═════ Text section ═════

The chihaya specification currently supports a range of delayed operations including subsetting, combining, transposition, matrix products, and an assortment of unary and binary operations. It also supports dense arrays, sparse matrices, constant arrays and custom arrays. More details about the on-disk representation of each operation can be found in the specifications:

Using the validation library

In C++, a delayed object in a file can be validated by calling the validate function:

#include "chihaya/chihaya.hpp"

chihaya::validate("path_to_file.h5", "delayed/object/name");

In R, DelayedArray objects (from the DelayedArray package) can be saved to a chihaya-compliant HDF5 file using the our R package. The same package also reconstitutes a DelayedArray from the file.

library(DelayedArray)
X <- DelayedArray(matrix(runif(100), 100, 20)) 
X <- log(t(t(X) / runif(ncol(X))) + 1) 

library(chihaya)
tmp <- tempfile(fileext=".h5")
saveDelayed(X, tmp)
Y <- loadDelayed(tmp)

Building projects

CMake with FetchContent

If you're using CMake, you just need to add something like this to your CMakeLists.txt:

include(FetchContent)

FetchContent_Declare(
  chihaya
  GIT_REPOSITORY https://github.com/ArtifactDB/chihaya
  GIT_TAG master # or any version of interest
)

FetchContent_MakeAvailable(chihaya)

Then you can link to chihaya to make the headers available during compilation:

# For executables:
target_link_libraries(myexe chihaya)

# For libaries
target_link_libraries(mylib INTERFACE chihaya)

CMake with find_package()

═════

Actions to take ▸
1: Do these statements agree with the chihaya text? Give yes or no for each, with the deciding words from the text quoted verbatim. (a) The specification supports sparse matrices. (b) In C++, a delayed object in a file is validated by calling a function named check. (c) The R package can rebuild a DelayedArray from the file.
2: Write the next part of the chihaya text, following on from its last heading, "CMake with find_package()".

═════ Stored data ═════

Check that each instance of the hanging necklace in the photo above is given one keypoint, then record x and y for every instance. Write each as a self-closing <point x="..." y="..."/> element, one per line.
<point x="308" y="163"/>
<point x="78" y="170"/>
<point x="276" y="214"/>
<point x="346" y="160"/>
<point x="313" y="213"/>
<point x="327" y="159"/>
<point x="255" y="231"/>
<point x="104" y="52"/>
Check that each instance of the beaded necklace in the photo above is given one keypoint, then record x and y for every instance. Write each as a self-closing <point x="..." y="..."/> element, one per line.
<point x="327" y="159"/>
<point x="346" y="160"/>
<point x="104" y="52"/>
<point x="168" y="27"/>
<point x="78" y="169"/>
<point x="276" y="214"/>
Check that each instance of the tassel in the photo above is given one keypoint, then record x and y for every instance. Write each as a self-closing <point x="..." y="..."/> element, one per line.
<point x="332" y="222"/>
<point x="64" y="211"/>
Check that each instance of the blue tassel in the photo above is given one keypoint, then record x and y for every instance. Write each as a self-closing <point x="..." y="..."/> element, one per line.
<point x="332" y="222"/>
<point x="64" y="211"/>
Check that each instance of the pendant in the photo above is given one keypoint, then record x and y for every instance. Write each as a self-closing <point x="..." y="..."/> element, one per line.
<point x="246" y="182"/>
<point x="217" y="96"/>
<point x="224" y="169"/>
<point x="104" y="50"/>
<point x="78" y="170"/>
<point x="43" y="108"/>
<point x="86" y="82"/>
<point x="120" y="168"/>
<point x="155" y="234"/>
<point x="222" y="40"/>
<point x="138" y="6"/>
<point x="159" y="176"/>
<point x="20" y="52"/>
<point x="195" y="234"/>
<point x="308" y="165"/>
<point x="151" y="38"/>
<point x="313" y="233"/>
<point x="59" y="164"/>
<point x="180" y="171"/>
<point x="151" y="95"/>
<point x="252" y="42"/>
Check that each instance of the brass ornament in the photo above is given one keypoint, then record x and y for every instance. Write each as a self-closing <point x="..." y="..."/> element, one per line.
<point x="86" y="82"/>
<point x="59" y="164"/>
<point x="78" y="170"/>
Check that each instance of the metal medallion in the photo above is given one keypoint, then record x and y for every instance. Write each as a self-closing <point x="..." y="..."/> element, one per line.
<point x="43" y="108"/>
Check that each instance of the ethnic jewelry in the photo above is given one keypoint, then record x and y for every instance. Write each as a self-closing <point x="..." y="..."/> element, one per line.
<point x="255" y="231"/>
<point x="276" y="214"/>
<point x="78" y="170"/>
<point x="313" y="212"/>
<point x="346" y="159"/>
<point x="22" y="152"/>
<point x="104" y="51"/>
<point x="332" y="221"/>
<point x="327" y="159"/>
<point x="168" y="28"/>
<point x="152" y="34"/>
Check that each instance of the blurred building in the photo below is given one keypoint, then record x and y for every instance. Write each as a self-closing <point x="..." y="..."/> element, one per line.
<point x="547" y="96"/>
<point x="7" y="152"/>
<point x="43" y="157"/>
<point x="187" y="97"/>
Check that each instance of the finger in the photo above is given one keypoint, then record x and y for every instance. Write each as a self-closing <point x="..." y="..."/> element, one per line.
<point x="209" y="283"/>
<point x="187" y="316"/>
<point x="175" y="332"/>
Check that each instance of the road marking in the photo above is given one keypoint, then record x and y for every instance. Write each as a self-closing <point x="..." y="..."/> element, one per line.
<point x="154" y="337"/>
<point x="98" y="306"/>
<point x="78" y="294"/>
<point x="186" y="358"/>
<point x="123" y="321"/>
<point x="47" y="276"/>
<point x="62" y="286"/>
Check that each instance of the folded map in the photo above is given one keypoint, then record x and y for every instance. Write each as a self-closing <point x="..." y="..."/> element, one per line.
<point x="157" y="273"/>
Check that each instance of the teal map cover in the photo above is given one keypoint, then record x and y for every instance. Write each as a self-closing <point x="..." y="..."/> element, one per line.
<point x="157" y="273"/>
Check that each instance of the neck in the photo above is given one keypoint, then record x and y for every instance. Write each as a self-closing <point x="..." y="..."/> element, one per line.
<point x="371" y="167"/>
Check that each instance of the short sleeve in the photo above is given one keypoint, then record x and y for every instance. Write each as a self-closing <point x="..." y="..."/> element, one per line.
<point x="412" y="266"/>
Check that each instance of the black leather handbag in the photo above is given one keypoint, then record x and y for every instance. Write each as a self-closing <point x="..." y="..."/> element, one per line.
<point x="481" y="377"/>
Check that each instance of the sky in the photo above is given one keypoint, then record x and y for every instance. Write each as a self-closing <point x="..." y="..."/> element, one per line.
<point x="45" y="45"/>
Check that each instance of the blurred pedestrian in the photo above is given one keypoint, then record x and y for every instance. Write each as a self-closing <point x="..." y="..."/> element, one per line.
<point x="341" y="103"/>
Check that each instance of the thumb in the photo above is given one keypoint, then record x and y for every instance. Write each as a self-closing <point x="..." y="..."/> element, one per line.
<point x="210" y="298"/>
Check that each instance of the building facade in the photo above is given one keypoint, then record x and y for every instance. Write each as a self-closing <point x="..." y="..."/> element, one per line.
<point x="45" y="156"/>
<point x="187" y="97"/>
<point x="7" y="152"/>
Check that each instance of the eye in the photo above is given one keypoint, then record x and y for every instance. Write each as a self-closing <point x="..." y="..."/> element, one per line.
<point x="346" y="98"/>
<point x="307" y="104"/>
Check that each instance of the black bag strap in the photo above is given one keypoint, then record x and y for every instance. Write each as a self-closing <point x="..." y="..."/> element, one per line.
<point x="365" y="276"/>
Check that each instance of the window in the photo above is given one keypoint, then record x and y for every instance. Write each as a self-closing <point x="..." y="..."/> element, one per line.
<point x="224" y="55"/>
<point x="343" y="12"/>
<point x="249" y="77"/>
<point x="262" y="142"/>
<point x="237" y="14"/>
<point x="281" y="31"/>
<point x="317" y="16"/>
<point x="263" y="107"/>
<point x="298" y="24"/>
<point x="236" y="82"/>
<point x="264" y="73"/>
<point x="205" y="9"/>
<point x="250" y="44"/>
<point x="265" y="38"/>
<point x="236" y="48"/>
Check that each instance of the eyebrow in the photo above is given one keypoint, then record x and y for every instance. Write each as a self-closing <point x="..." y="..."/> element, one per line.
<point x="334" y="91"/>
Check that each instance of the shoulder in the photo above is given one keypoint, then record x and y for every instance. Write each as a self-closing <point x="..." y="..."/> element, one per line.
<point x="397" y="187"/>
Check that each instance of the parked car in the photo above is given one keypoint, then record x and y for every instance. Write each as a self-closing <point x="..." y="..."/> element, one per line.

═════

Task results ▸
1:
(a) Yes: "It also supports dense arrays, sparse matrices, constant arrays and custom arrays."
(b) No: "a delayed object in a file can be validated by calling the validate function"
(c) Yes: "The same package also reconstitutes a DelayedArray from the file."

2:
You can install the library by cloning a suitable version of this repository and running the following commands:

mkdir build && cd build
cmake .. -DTATAMI_TESTS=OFF
cmake --build . --target install

Then you can use find_package() as usual:

find_package(artifactdb_chihaya CONFIG REQUIRED)
target_link_libraries(mylib INTERFACE artifactdb::chihaya)

Manual

If you're not using CMake, the simple approach is to just copy the files the include/ subdirectory - either directly or with Git submodules - and include their path during compilation with, e.g., GCC's -I. You will also need to link to the HDF5 library, usually from a system installation (1.10 or higher).

Further comments

Web applications can read delayed matrices into memory using the chihaya Javascript package.

At some point, we may also add tatami bindings to load the delayed operations into memory. This would enable C++ applications to natively read from the HDF5 files that comply with chihaya's specification.

The library is provisionally named after Chihaya Kisaragi, one of my favorite characters.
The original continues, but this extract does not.